WHAT THE TASK REQUIRES
Return every line of the material that contains the string "hair".

-- begin EXERCISE MATERIALS --

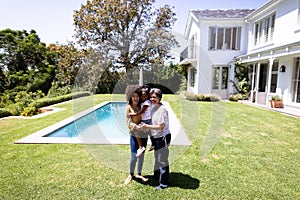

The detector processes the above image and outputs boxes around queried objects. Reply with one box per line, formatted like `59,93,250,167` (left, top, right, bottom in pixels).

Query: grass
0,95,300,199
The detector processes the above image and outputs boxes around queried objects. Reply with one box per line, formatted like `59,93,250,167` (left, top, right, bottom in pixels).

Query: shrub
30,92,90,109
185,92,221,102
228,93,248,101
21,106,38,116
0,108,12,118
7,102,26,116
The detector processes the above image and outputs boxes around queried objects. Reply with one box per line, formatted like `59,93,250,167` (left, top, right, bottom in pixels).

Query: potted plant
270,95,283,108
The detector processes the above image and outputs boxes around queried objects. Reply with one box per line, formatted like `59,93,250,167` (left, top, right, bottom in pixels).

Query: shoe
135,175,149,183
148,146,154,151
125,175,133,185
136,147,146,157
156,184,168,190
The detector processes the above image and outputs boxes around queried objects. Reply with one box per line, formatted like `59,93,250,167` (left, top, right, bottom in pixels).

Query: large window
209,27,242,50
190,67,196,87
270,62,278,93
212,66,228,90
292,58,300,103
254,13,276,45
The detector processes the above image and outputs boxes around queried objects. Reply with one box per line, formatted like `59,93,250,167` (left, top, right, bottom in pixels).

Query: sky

-- end EXERCISE MATERIALS --
-- begin EXERCISE MATERIALS --

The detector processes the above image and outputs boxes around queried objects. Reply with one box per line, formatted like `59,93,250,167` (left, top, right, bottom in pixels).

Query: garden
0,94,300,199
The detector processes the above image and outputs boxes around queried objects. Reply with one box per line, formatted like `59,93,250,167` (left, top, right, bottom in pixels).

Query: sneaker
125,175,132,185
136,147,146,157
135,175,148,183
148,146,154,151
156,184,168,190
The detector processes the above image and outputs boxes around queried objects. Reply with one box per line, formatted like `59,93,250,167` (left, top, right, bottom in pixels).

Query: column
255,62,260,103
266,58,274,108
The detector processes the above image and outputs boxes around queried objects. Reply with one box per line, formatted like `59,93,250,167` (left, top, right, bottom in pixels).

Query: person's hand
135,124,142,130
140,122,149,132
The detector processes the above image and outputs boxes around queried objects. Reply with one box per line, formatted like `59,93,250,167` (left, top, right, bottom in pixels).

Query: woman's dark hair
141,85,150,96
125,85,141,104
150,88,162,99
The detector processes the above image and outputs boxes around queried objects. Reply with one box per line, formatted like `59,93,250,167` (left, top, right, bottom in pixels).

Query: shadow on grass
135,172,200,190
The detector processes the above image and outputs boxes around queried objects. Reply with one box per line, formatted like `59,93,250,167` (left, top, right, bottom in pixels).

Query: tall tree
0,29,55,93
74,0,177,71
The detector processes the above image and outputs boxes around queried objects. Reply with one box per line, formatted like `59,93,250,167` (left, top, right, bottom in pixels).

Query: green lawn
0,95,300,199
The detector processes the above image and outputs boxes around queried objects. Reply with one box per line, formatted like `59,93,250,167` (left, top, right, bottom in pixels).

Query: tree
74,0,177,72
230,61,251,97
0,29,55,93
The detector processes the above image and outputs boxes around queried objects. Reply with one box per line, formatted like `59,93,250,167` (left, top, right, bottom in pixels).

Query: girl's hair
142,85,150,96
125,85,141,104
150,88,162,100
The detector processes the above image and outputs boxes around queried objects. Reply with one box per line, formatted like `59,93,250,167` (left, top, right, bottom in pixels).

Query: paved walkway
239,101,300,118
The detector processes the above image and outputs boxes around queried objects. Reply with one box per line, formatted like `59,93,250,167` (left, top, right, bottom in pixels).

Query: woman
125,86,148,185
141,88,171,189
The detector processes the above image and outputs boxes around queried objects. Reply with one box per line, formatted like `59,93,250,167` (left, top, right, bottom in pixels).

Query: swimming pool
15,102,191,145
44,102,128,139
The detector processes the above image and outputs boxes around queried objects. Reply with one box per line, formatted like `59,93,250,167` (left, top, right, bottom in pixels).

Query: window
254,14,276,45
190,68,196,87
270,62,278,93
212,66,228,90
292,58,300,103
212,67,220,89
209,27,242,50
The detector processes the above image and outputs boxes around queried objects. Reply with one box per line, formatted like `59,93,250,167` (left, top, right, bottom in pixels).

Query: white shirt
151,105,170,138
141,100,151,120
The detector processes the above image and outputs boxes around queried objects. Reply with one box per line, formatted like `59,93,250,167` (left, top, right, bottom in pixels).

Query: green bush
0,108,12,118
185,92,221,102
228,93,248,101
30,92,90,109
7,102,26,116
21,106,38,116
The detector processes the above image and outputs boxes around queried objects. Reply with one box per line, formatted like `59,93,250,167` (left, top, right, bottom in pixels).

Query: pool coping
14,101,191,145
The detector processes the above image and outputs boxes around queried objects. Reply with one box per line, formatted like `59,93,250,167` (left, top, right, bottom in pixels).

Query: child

-- end EXERCISE MATERIALS --

THE OUTPUT
Query: woman's dark hair
Query: girl's hair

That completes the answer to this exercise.